JOB » Can you reproduce the data below word for word, from the line containing "An AR overlay system needs to highlight the grass" down through the line containing "xmin=182 ymin=79 xmax=1024 ymax=486", including both of those lines?

Part of a data file »
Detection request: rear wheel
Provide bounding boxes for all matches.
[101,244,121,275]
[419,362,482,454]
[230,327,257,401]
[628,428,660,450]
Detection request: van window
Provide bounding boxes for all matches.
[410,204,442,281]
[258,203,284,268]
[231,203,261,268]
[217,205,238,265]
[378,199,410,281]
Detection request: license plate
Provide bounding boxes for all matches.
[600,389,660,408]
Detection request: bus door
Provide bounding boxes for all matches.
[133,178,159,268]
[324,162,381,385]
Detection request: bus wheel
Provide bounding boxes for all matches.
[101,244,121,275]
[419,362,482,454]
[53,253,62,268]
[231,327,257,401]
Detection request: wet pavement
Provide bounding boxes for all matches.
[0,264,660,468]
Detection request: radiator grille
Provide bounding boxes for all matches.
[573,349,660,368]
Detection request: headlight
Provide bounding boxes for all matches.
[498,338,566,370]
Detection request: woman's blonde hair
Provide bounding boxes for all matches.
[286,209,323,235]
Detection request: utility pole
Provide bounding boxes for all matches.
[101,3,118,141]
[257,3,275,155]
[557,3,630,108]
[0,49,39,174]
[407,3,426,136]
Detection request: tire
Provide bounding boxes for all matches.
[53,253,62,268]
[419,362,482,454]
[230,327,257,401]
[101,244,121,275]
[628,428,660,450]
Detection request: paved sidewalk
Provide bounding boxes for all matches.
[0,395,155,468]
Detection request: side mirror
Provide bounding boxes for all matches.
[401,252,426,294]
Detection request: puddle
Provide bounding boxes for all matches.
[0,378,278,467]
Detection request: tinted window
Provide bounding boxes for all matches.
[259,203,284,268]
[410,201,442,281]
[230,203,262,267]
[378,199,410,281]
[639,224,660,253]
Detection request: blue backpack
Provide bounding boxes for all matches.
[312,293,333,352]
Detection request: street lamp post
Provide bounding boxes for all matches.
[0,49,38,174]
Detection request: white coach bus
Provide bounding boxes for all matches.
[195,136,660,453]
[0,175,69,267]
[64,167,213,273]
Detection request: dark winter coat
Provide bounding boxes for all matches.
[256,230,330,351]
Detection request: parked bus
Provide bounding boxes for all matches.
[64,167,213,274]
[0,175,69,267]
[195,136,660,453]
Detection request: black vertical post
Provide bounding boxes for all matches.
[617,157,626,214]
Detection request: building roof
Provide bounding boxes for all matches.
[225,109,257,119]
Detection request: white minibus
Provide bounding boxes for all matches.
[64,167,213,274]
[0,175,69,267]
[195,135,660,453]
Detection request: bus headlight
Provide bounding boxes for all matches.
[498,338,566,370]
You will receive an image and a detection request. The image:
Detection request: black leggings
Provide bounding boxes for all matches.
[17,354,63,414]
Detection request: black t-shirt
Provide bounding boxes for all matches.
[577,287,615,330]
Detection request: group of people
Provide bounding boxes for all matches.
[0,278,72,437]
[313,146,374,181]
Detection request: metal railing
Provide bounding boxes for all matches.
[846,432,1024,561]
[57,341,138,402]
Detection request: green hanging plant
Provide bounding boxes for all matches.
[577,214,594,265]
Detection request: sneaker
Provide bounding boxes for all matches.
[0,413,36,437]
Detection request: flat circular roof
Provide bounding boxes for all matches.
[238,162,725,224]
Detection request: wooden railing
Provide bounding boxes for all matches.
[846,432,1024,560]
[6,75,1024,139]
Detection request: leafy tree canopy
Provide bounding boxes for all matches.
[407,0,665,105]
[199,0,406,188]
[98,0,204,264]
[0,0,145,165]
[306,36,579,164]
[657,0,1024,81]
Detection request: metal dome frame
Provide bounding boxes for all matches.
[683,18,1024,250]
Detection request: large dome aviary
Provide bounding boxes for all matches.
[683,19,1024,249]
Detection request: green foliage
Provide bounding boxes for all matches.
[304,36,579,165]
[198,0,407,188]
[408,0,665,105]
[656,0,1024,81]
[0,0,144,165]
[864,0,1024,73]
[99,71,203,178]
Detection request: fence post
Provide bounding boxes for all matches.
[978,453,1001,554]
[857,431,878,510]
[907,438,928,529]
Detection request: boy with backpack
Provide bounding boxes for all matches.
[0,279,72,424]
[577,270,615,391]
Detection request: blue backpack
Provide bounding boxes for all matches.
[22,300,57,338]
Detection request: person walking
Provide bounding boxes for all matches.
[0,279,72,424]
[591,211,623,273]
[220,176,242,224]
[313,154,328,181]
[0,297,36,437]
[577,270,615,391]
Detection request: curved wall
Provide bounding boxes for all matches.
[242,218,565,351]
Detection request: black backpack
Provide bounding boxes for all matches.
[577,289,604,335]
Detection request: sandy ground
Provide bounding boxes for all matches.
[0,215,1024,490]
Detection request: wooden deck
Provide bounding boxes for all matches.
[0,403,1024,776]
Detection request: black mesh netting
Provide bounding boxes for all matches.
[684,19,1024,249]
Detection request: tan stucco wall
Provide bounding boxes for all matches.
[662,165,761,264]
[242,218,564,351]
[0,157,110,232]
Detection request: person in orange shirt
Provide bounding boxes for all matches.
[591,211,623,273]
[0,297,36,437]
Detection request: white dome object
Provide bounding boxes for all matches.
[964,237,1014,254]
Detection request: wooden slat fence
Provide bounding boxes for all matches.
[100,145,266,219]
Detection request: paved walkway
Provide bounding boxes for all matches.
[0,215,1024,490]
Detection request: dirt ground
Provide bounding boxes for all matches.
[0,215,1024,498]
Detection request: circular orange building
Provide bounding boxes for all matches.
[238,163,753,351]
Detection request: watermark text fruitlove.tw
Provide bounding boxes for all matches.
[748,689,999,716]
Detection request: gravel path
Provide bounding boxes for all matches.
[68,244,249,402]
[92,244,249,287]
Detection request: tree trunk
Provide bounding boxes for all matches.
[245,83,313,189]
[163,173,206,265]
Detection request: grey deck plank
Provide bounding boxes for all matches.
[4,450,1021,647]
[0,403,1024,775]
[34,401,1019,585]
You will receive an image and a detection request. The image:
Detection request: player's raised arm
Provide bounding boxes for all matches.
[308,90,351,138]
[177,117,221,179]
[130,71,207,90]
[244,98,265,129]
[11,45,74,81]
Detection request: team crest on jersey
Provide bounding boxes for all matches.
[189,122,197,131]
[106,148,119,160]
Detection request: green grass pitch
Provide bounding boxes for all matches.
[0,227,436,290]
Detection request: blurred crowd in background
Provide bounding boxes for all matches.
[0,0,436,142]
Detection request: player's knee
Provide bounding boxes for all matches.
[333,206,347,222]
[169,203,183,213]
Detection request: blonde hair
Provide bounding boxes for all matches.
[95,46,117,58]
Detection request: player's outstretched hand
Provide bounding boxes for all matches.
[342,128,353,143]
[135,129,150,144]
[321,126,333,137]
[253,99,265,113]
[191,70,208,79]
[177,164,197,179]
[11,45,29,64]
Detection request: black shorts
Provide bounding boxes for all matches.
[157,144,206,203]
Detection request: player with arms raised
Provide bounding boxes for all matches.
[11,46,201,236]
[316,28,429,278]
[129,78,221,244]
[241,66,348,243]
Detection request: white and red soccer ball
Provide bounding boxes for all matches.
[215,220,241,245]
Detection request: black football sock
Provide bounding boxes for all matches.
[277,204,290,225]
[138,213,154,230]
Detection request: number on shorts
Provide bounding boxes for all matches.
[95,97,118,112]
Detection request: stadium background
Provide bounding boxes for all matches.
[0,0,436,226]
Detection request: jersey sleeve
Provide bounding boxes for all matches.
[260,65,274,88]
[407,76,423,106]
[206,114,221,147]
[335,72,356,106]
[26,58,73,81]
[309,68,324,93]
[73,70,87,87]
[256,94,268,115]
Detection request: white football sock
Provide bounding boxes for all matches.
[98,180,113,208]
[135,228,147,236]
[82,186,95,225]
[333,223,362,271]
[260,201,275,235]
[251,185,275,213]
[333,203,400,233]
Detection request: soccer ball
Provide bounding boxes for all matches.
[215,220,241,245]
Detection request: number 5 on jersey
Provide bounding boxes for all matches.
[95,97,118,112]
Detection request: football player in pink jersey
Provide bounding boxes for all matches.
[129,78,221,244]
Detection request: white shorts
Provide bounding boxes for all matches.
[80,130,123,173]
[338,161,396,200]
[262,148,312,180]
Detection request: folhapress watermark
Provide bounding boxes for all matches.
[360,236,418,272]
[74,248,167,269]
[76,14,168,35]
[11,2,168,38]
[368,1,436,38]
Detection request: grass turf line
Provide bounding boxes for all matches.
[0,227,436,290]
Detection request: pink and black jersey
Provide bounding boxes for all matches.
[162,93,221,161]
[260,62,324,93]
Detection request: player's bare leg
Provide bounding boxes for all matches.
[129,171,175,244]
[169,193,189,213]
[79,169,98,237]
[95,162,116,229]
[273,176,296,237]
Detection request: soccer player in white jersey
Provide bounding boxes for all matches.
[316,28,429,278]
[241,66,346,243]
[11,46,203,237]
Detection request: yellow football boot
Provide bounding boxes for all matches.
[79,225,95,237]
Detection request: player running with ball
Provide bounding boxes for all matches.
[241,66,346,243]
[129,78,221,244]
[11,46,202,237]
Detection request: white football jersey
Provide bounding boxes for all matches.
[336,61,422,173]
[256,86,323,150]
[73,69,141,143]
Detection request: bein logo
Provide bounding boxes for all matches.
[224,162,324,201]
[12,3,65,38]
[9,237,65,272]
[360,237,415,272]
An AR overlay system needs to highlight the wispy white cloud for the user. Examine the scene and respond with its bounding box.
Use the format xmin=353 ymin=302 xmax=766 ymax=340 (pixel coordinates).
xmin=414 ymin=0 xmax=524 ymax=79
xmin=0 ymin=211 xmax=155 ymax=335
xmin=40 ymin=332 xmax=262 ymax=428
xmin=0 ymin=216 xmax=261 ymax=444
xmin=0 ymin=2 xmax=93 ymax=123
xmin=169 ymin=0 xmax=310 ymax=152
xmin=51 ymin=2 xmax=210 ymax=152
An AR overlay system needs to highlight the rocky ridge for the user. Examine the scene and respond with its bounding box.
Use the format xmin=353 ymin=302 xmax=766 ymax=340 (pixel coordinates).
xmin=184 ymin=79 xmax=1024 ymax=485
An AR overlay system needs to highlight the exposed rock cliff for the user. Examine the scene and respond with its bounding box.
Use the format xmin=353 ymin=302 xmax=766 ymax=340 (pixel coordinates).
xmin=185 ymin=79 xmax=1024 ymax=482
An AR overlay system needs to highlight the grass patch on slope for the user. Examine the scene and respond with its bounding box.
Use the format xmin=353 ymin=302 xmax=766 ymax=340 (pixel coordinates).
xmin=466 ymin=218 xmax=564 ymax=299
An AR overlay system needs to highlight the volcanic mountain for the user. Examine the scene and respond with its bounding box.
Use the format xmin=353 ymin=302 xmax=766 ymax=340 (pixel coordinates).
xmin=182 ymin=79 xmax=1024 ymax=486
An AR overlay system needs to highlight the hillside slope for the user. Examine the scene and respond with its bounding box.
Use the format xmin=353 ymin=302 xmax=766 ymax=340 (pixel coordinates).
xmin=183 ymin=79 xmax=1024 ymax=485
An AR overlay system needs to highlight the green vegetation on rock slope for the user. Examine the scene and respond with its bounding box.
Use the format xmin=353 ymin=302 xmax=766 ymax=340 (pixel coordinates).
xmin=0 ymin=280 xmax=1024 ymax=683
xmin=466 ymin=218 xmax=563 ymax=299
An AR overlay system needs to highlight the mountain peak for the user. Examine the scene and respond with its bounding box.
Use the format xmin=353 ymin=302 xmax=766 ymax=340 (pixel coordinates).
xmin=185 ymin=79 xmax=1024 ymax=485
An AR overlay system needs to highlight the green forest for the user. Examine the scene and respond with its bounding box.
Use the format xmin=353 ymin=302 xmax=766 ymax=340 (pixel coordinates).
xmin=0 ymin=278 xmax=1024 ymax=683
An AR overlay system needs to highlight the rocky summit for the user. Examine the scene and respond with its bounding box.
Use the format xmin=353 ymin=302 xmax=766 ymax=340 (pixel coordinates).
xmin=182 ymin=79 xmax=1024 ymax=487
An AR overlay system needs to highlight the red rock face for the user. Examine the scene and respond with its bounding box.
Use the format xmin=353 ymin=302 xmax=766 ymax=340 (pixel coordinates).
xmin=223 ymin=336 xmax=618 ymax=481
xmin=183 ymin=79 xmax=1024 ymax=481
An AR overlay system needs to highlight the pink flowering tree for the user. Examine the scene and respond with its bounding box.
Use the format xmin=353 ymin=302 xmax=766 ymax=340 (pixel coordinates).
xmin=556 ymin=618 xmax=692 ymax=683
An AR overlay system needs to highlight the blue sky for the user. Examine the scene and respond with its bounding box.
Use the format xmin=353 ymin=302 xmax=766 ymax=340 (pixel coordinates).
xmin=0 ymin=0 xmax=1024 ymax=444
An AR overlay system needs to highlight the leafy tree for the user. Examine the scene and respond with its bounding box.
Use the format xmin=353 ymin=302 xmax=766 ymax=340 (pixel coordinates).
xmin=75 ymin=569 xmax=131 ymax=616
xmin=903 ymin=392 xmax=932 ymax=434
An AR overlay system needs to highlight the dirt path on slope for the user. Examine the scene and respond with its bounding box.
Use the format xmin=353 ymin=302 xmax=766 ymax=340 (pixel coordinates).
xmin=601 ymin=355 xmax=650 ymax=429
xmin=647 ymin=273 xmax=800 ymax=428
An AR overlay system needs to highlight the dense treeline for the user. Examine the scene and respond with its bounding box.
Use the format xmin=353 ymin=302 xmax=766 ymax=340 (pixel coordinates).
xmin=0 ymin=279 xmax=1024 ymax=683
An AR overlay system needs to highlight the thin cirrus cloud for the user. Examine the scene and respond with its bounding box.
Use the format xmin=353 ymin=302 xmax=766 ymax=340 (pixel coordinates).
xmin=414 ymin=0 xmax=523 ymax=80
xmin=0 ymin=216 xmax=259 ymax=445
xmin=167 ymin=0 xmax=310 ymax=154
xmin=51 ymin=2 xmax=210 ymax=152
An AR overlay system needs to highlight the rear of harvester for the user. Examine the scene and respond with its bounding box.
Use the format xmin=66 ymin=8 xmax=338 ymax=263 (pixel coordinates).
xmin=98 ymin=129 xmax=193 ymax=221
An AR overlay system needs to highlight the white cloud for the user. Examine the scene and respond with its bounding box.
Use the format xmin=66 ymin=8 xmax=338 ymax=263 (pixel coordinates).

EXERCISE RESULT »
An AR overlay system needs to highlight the grass patch on slope for the user. Examine the scene and respond with its bounding box.
Use the format xmin=353 ymin=302 xmax=766 ymax=340 (pixel coordinates).
xmin=466 ymin=218 xmax=564 ymax=299
An AR overlay system needs to highlight the volcanic mountain for the user. Examine the scene and respond with its bounding box.
Use the format xmin=353 ymin=302 xmax=766 ymax=340 (pixel coordinates).
xmin=182 ymin=79 xmax=1024 ymax=486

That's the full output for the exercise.